Retype the data word for word, everything from the line containing "of the squash" down to the end of the data.

╭─ Exercise materials

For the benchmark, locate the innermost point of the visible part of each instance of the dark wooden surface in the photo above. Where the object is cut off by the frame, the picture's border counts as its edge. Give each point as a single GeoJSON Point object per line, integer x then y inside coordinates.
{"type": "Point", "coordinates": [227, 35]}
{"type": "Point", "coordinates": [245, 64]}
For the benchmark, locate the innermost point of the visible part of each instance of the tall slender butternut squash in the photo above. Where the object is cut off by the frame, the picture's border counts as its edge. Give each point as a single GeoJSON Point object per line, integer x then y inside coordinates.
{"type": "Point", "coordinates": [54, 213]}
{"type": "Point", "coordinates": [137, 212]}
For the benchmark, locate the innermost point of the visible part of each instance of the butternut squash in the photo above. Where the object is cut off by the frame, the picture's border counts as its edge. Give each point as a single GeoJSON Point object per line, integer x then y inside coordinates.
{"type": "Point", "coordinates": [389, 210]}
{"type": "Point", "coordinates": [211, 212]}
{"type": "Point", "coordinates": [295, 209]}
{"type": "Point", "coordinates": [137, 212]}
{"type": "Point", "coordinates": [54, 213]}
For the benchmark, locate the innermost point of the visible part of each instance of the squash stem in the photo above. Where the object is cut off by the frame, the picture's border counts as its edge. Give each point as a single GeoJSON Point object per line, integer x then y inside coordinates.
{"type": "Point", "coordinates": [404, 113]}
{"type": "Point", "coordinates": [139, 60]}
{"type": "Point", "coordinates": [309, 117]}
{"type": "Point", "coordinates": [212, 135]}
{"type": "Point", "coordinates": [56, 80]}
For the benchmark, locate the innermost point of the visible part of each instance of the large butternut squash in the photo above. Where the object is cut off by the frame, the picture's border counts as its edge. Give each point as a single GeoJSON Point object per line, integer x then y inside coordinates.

╰─

Expected answer:
For the benchmark, locate the innermost point of the visible part of each instance of the squash stem in the photo above. Where the object is cut off by the frame, the picture's border counts as its edge. Give each point as a single GeoJSON Point object per line, integer x then y inside coordinates.
{"type": "Point", "coordinates": [404, 113]}
{"type": "Point", "coordinates": [139, 60]}
{"type": "Point", "coordinates": [309, 117]}
{"type": "Point", "coordinates": [212, 135]}
{"type": "Point", "coordinates": [56, 80]}
For the benchmark, locate the innermost point of the visible part of each instance of the large butternut squash in the photo above. Where the object is cut off by the frame, the picture's border counts as its edge. Give each point as a single GeoJSON Point object per line, integer x then y inside coordinates.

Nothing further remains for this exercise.